» **Exercise**
Would you reproduce exactly the lines below from the one holding "negative clicks: (245, 278)" through the one holding "225L133 196L107 277L140", inclusive, and no others?

——————

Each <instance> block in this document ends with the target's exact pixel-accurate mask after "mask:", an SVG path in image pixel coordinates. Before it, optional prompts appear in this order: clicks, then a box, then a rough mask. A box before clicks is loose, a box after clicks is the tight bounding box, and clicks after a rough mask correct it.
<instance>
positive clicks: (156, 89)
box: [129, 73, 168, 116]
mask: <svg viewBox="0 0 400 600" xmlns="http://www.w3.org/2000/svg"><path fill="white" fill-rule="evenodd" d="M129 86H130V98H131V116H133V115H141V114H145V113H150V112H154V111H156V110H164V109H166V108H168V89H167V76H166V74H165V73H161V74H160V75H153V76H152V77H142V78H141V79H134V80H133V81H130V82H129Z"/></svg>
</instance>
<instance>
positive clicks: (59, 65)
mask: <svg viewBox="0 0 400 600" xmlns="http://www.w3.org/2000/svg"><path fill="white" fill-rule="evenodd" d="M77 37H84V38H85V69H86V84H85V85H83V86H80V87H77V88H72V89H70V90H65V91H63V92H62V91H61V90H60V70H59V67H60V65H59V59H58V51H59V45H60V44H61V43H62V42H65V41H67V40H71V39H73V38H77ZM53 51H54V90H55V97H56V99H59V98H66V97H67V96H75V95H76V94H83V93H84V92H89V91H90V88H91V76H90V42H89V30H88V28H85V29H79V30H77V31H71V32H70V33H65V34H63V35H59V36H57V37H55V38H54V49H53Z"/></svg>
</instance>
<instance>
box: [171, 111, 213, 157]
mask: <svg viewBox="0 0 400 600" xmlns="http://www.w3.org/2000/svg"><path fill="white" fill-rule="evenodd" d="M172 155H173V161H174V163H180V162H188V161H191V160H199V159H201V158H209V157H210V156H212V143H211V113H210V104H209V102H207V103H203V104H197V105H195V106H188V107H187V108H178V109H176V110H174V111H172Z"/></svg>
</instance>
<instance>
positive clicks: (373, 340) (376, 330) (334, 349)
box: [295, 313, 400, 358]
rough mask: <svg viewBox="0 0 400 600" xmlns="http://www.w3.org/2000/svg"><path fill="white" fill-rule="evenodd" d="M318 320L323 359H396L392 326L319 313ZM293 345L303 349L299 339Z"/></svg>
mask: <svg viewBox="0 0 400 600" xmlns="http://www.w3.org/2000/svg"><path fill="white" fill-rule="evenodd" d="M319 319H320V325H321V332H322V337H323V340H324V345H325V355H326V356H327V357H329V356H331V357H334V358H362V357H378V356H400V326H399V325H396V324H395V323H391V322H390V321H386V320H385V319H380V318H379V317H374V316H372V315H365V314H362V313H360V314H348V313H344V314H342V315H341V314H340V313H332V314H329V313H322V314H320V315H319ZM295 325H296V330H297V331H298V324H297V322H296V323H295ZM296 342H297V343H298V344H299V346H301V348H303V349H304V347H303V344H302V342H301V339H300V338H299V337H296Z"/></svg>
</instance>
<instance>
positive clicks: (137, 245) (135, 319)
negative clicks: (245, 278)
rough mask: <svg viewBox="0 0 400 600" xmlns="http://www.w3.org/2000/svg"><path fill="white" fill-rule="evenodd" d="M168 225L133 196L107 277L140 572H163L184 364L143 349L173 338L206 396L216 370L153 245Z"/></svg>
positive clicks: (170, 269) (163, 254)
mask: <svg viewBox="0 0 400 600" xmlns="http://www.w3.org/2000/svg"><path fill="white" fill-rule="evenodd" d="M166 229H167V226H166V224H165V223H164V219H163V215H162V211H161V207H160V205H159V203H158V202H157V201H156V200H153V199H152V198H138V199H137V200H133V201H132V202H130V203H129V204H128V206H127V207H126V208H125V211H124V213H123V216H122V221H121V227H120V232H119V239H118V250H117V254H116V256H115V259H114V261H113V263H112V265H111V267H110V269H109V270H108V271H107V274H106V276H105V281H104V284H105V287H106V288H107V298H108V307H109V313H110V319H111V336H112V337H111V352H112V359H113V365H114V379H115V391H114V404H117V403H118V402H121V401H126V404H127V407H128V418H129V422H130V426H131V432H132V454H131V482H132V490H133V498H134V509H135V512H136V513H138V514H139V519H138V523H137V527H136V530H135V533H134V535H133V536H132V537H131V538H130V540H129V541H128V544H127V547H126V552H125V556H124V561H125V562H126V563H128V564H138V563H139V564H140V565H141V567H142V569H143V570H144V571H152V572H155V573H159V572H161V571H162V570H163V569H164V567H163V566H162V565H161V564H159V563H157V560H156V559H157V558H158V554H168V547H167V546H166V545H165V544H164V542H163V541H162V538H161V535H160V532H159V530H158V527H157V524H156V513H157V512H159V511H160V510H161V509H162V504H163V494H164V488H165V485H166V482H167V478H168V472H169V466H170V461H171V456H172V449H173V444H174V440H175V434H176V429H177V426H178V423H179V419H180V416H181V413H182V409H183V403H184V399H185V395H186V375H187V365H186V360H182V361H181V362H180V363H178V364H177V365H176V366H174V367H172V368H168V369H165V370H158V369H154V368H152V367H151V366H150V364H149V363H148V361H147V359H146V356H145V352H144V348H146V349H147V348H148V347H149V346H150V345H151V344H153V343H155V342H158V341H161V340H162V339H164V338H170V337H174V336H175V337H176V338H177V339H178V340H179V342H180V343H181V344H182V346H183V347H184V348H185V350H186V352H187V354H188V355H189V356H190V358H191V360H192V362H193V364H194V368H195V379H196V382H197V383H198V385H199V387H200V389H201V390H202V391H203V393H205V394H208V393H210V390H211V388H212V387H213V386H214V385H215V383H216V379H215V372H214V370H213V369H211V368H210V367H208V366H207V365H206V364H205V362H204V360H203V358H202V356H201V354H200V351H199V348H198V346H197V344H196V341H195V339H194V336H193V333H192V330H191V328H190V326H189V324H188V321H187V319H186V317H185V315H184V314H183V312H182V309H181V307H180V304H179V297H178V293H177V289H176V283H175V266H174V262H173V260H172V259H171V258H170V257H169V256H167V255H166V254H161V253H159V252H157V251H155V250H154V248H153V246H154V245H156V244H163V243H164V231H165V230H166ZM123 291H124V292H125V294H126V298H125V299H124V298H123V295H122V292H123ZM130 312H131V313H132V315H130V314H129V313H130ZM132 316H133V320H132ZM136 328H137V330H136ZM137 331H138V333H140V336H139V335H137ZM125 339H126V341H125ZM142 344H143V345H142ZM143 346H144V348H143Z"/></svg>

——————

» **Written response**
negative clicks: (245, 278)
rough mask: <svg viewBox="0 0 400 600" xmlns="http://www.w3.org/2000/svg"><path fill="white" fill-rule="evenodd" d="M168 225L133 196L107 277L140 572H163L184 364L143 349L173 338L206 396L216 370L153 245Z"/></svg>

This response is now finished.